- _Texte cité_
══════════════════════════════
CONSTRUCTION, mathématique
Pendant des millénaires les objets mathématiques ont été considérés comme ayant une existence propre. Depuis la fin du xixe siècle et surtout le début du xxe, on a mis au point une méthodeaxiomatique consistant à tout reprendre afin de donner une base solide à la mathématique à partir du très strict nécessaire. Après de nombreuses crises, on en est arrivé à bâtir cette science sur le socle de la théorie des ensembles, elle-même axiomatisée (par exemple par les systèmes de Zermelo-Fraenkel ou Gödel-von Neumann). Aujourd'hui, tout objet mathématique est (ou plus exactement peut être représenté comme) un ensemble, même si sa genèse résulte souvent d'une chaîne compliquée. Par exemple, une application f d'un ensemble E dans un ensemble F peut être considérée comme un triplet (E, F, G) où G, le graphe de f, est une partie du produit cartésien × [c'est-à-dire des couples (x, y) où x décrit E et y décrit F, un couple (x, y) étant lui-même l'ensemble {{x}, {x, y}}, où {x} représente l'ensemble dont le seul élément est x, et un triplet (a, b, c) étant le couple ((a, b), c), donc un ensemble] telle que, pour tout élément x de E, il existe un y et un seul de F tel que (x, y) appartienne à f ; cet y sera naturellement noté en abrégé y = f(x).
La théorie des ensembles permet, d'après John von Neumann (1903-1957), de construire les objets mathématiques rudimentaires suivants : Ø (le vide), encore noté 0, et, pour tout ensemble x, son « successeur » x+ = x∪{x}. À partir de là, on peut imaginer une suite de successeurs bâtis à partir de 0 de la manière suivante : 1 = 0+ = Ø∪{Ø} = {Ø} = {0}, 2 = 1+ = 1∪{1} = {0}∪{1} = {0,1}, 3 = 2+ = 2∪{2} = {0, 1, 2} et ainsi de suite. Revenant aux notions ensemblistes de base, on peut montrer, de manière fastidieuse, que tous les objets ainsi construits peuvent s'exprimer en fonction du vide et des accolades { et } ; par exemple, ce que nous notons 4 peut s'écrire sous la forme 4={Ø, {Ø},{Ø, {Ø}},{Ø, {Ø},{Ø, {Ø}}}}.
Les axiomes de la théorie des ensembles permettent de dire que l'on a ainsi défini un ensemble infini noté ℕ, dont les éléments, appelés entiers naturels, sont deux à deux distincts et liés par la succession s, définie par s(n) = n+ = n∪{n}. Cet ensemble peut être muni d'opérations internes, dont l'addition, ce qui permet d'écrire plus simplement n+ = n + 1.
══════════════════════════════
- _Matériel fourni_
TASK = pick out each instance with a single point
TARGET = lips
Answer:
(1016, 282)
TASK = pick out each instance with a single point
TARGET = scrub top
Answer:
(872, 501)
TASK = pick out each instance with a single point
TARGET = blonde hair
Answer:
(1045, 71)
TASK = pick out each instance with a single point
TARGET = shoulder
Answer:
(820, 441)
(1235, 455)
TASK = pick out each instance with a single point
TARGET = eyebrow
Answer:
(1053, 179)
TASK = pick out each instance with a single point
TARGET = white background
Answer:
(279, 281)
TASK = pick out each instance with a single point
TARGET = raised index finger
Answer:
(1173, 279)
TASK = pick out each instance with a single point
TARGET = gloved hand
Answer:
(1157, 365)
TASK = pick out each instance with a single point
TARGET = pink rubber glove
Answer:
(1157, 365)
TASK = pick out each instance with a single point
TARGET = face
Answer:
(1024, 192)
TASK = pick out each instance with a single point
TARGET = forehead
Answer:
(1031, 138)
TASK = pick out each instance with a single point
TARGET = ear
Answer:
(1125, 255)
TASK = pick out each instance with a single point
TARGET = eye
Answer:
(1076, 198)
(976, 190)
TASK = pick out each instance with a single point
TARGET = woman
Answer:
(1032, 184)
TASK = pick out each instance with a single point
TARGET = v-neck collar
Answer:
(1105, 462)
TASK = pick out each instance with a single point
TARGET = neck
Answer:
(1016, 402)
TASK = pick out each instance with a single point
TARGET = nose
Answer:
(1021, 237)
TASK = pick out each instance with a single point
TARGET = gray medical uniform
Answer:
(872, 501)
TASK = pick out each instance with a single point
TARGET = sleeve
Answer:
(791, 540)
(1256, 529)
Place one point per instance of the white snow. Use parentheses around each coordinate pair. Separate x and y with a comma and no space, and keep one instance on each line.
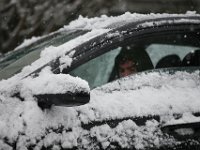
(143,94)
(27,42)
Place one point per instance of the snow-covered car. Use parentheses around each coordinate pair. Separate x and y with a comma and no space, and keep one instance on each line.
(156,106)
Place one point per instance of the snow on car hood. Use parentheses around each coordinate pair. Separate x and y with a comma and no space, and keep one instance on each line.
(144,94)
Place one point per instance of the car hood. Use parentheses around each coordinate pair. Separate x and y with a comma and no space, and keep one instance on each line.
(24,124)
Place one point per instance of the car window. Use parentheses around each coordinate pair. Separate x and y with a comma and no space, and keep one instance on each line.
══════════════════════════════
- _Énoncés de l'exercice_
a: Répondez aux questions suivantes sur le texte consacré à la construction mathématique.
(i) Sur quel socle a-t-on fini par bâtir la mathématique ?
(ii) Quel est, d'après John von Neumann, le successeur x+ d'un ensemble x ?
(iii) Comment s'appellent les éléments de l'ensemble infini noté ℕ ?
b: Reprenez le texte sur la construction mathématique à la suite de sa dernière phrase, dans le même registre technique.

- _Réponses par énoncé_
a:
(i) Sur la théorie des ensembles, elle-même axiomatisée.
(ii) x+ = x∪{x}.
(iii) Les entiers naturels.

b:
On aurait pu d'ailleurs définir autrement cet ensemble, comme muni d'une opération interne injective et non surjective s vérifiant la propriété dite de récurrence : toute partie A de ℕ vérifiant s (A) ⊂ A et distincte de ℕ est incluse dans s (ℕ) ; c'est la construction axiomatique de Peano-Dedekind. Le processus de définition de l'addition et de la multiplication est un peu moins simple qu'il ne pourrait y paraître a priori, mais nous en avons tous une idée intuitive très forte ; pour beaucoup de personnes, c'est même le seul fragment mathématique qui serve quotidiennement.
Ainsi forts d'une théorie cohérente des entiers naturels, nous pouvons construire les autres ensembles de nombres assez facilement, à l'exception de l'un d'entre eux (celui des nombres réels). Voici quelques explications destinées à faire comprendre comment définir, à partir de ℕ, les ensembles ℤ (entiers relatifs), ℚ (rationnels), ℝ (réels) et C (complexes).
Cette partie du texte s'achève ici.